Can you rewrite everything in the entries below, from the line containing "Target: protective trousers" down to the line containing "POLYGON ((141 165, 145", as a numbered list that leaves out blank lines?

* **Material to process**
+ + +

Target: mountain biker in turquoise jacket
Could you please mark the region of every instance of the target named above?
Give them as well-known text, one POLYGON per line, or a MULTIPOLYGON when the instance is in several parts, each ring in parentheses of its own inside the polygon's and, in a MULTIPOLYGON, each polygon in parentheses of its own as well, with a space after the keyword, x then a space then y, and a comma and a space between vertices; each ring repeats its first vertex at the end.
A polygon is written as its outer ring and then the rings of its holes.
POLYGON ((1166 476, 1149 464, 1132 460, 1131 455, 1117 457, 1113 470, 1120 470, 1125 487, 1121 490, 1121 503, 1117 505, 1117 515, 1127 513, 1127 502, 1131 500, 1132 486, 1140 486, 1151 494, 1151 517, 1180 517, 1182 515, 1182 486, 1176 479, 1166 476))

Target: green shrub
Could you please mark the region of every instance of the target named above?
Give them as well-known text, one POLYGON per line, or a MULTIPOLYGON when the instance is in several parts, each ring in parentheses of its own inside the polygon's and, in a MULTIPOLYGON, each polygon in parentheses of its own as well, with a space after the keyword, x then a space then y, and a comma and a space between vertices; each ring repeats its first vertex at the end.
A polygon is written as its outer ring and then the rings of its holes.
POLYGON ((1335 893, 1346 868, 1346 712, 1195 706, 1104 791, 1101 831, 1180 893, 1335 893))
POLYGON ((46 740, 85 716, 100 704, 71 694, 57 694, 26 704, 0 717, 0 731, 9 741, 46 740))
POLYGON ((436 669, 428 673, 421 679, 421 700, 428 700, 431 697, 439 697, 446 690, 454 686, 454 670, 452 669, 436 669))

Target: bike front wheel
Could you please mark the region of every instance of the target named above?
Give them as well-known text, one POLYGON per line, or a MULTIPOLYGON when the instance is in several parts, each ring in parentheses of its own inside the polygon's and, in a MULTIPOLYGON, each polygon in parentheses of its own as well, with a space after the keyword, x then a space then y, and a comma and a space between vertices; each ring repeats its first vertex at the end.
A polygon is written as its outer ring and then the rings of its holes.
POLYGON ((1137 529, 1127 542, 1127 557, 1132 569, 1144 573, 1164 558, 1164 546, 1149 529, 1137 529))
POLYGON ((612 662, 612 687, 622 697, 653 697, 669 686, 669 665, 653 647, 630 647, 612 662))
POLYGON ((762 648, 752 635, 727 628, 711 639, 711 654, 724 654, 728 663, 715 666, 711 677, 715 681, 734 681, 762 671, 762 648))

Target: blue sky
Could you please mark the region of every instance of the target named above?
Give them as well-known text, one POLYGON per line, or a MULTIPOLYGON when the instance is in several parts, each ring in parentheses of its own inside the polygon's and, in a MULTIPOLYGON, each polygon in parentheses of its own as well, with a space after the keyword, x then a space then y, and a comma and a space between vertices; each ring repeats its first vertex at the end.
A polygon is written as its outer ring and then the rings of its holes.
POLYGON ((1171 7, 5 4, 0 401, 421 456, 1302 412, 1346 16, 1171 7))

+ + +

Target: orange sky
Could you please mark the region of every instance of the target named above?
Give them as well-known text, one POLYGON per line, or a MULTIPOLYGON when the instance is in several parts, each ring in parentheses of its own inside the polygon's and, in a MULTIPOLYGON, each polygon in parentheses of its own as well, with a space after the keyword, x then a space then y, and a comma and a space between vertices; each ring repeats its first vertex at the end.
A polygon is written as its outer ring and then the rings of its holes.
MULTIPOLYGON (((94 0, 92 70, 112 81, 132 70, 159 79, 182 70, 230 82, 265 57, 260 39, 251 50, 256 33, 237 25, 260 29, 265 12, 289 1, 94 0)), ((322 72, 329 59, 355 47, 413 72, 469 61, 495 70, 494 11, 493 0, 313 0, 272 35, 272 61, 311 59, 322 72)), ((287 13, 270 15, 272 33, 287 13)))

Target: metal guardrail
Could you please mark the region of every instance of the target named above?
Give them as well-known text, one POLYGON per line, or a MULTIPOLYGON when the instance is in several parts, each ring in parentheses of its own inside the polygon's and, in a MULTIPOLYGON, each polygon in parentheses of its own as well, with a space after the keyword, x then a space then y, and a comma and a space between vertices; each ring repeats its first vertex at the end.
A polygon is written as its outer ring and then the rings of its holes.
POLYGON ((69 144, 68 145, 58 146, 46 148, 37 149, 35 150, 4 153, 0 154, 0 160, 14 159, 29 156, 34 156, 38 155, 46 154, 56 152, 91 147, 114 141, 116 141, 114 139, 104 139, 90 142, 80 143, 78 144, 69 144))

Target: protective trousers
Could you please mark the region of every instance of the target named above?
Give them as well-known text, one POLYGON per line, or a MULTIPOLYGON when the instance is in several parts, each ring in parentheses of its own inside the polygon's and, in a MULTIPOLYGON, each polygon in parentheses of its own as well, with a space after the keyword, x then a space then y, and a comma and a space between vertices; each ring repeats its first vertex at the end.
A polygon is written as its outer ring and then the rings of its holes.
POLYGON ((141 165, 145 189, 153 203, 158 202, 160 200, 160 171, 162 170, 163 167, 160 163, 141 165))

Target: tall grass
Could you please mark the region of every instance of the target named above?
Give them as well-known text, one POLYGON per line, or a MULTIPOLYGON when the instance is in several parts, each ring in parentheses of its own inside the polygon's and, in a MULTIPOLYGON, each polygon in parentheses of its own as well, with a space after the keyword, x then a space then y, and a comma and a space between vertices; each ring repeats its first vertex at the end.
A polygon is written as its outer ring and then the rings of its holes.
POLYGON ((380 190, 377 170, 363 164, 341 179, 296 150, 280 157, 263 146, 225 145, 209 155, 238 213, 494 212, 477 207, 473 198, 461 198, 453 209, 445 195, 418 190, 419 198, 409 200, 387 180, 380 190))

+ + +

* **Answer to the task**
1. Target: protective trousers
2. Could you please mark the region of every instance of the target named above?
3. Give them as well-known text, one POLYGON per line, or a MULTIPOLYGON when the instance is in several parts, each ring in parentheses of its own inside the polygon's and, in a MULTIPOLYGON, each polygon in parentheses of its own as well, with a space after the keyword, x then a space then y, and a comma and a space between vertices; each ring repeats its first vertex at the end.
4. A polygon is written as its outer ring and then the rings of its holes.
5. POLYGON ((141 165, 145 189, 153 203, 158 202, 160 200, 160 171, 162 170, 163 167, 160 163, 141 165))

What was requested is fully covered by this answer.